Print, exactly and completely, every entry in the data.
--------
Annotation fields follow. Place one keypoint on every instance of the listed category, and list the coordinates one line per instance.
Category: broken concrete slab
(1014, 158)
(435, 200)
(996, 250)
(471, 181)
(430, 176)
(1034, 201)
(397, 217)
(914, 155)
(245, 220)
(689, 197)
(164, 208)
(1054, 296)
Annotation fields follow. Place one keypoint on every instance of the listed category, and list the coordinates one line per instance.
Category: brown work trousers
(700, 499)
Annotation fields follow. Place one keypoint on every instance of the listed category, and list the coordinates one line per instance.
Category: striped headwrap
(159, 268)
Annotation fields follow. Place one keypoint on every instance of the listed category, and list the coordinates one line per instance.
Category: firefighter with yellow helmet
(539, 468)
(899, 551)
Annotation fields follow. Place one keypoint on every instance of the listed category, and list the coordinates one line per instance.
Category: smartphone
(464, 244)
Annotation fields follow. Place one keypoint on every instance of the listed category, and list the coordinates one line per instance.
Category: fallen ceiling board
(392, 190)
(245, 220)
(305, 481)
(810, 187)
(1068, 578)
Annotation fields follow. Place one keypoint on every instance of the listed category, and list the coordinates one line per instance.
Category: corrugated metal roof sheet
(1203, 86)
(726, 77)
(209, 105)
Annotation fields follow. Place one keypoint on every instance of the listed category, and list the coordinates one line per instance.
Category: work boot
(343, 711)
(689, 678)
--------
• **Response to the exercise**:
Annotation fields follow. Place one keypoint on every instance of the listed category, and list the coordinates one line per instance.
Category: broken concrete slab
(1014, 158)
(435, 200)
(996, 250)
(471, 181)
(430, 176)
(1034, 201)
(397, 217)
(914, 155)
(245, 220)
(689, 197)
(164, 208)
(1054, 296)
Annotation fields follow. Place one keypoint on every instance of the listed category, and list the coordinates one line per instance.
Category: brown work trousers
(700, 499)
Annotation fields follow. Place one keypoint on every instance of the listed category, and list the coordinates one line per instance.
Category: striped headwrap
(159, 268)
Annotation fields follow. Place one keypoint on every instance of the listed category, and list the coordinates one line per instance.
Category: firefighter with yellow helmet
(539, 468)
(899, 551)
Annotation fields follow. Place one keypoint on every instance of the listed category, and list the coordinates one line per instance.
Category: smartphone
(464, 244)
Annotation fields follow. Place one keypoint on every instance of the listed category, and list the coordinates one line per instance.
Category: fallen ceiling board
(392, 190)
(245, 220)
(305, 481)
(810, 187)
(1068, 578)
Annotation fields follow. Place one keypoint on every instance of the listed category, and list the coordinates one line per instance.
Category: corrugated metal roof sheet
(1203, 86)
(726, 77)
(209, 105)
Annotation fields follow. Place one keypoint on every instance of the listed category, and list the coordinates one line per instance.
Category: work boot
(343, 711)
(689, 678)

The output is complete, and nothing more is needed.